WHAT YOU WILL DO ::
A. According to the biography of Lucy Garvin, what was her starting salary as the first head of Sydney Girls High School?
B. Using the biography of Lucy Garvin, explain how she came to live in Australia after growing up in England.
C. Continue the biography of Lucy Garvin from the point where it ends.

British-Australian headmistress (1851–1938)

Lucy Arabella Stocks Garvin born Lucy Arabella Wheatley-Walker (28 January 1851 – 20 January 1938) was a British-Australian headmistress. She was the founding head of Sydney Girls High School in 1883 and served as its first principal until her retirement in 1919.

==Life==
Lucy Wheatley-Walker was born at Douglas on the Isle of Man on 28 January 1851. Her parents were Catherine (née Stocks, c.1818 -1887) and Frederick Bayley Wheatley-Walker (c. 1818–1900). Her father's career was recorded as "gentleman". Lucy was the youngest of four children who included Catherine Mary (c. 1842–1923), John Fredrick (1843–1916) and Arthur Greaves (1846–1926). By the time Lucy was ten, the family was living in Croydon in Surrey. In 1868 Lucy emigrated to Sydney Australia with her mother, father and sister aboard the Canaan. Lucy Wheatly-Walker became a teacher. She taught the ‘higher’ English classes from 1878 to 1880 at Brussels College for young ladies in Balmain, Sydney, run by Henrietta Foott. She was afterwards briefly governess to the family of the Reverent James Jefferis before 1883.

In 1883 SGHS opened in a two-storey building in Elizabeth Street in Sydney. The building had been the St James Denominational School. The upper floor of the new school was reserved for the first 39 girls, while the boys were on the ground floor. Lucy Wheatley-Walker was chosen from 22 applicants to the first headship of Sydney Girls High School, with a starting salary of £400 a year. She started in October and by January the next year the school's roll had more than doubled to 87.

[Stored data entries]
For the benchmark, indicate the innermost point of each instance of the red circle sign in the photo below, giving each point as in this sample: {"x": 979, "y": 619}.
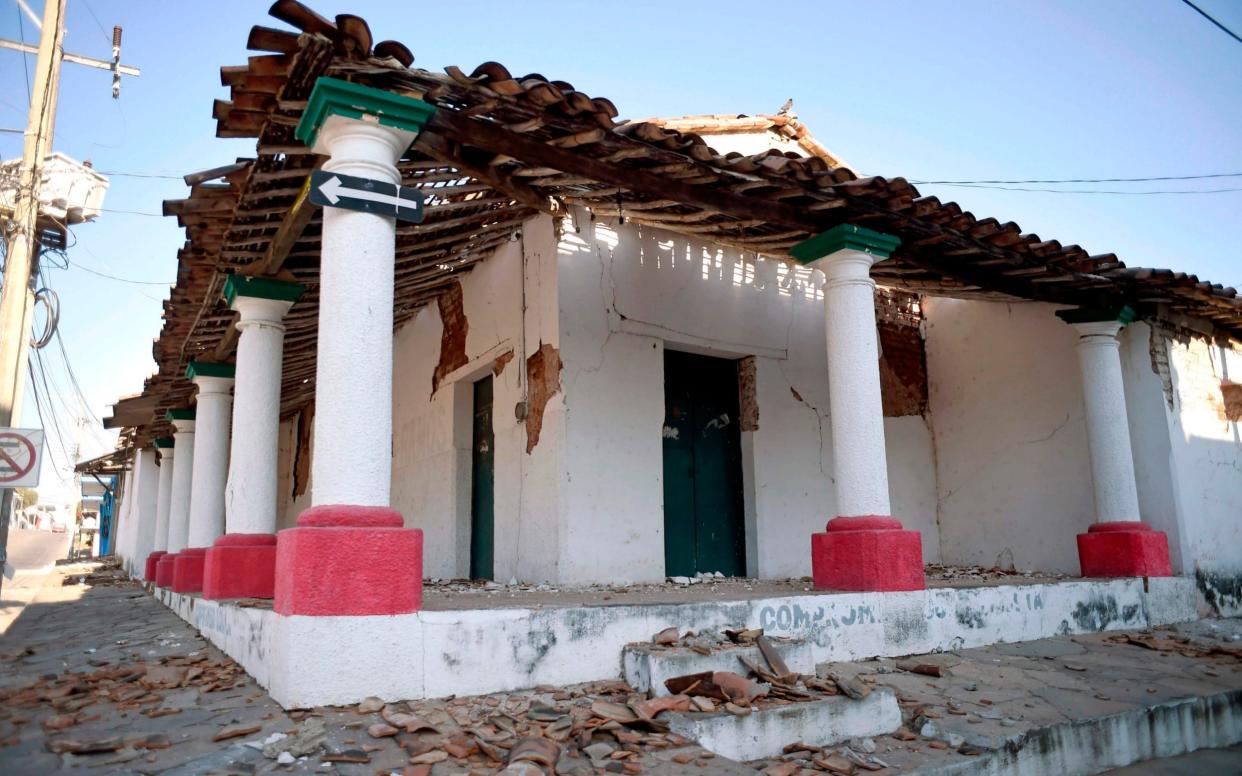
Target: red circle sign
{"x": 18, "y": 463}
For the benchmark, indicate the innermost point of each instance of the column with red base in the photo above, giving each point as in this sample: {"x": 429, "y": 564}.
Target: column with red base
{"x": 350, "y": 553}
{"x": 1119, "y": 544}
{"x": 179, "y": 494}
{"x": 159, "y": 535}
{"x": 865, "y": 548}
{"x": 242, "y": 563}
{"x": 214, "y": 417}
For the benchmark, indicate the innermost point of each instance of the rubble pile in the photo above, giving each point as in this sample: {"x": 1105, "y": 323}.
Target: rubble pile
{"x": 75, "y": 698}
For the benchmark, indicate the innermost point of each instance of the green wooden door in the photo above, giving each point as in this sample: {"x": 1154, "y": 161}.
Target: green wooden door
{"x": 704, "y": 524}
{"x": 482, "y": 527}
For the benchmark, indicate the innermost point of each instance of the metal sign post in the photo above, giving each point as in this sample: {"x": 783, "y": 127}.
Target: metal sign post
{"x": 374, "y": 196}
{"x": 21, "y": 451}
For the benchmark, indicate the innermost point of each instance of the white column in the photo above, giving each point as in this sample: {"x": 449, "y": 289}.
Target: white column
{"x": 1108, "y": 428}
{"x": 251, "y": 498}
{"x": 179, "y": 497}
{"x": 858, "y": 458}
{"x": 145, "y": 502}
{"x": 214, "y": 419}
{"x": 353, "y": 428}
{"x": 124, "y": 524}
{"x": 163, "y": 498}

RESPONSES TO THE EXERCISE ::
A. Her starting salary was £400 a year.

B. In 1868 she emigrated to Sydney with her mother, father and sister aboard the Canaan. Before that, the family had been living in Croydon in Surrey.

C.
Lucy Wheatly-Walker was a tireless worker and rarely took sick leave. Her marriage to William Charles Garvin, 30, a draftsman, occurred during the school vacation on 23 June 1891 at St Jude's Church, Randwick. The couple had three sons, one of whom tragically died in infancy. In 1898 her young husband also died, leaving Lucy Garvin the sole provider of her family and a growing school to run. During the succeeding years, she opposed fees, which were finally abolished in 1911, and always sought more and better accommodation and facilities. Mrs Garvin served as principal for 35 years, the last eight on yearly contracts. She was third on the List of 96 senior women teachers in NSW despite having no formal qualifications. Her contribution to French language studies was officially recognised by the French Government with the award of Officier d’Académie in 1918.

During the first world war she encouraged the girls to raise money for war related causes. She was an enthusiastic advocate for the British Empire. She left the school in 1919. She was replaced by the Australian born Florence Campbell. Garvin became the head of St Chad's Church of England Girls' School in the Sydney suburb of Cremorne until 1922.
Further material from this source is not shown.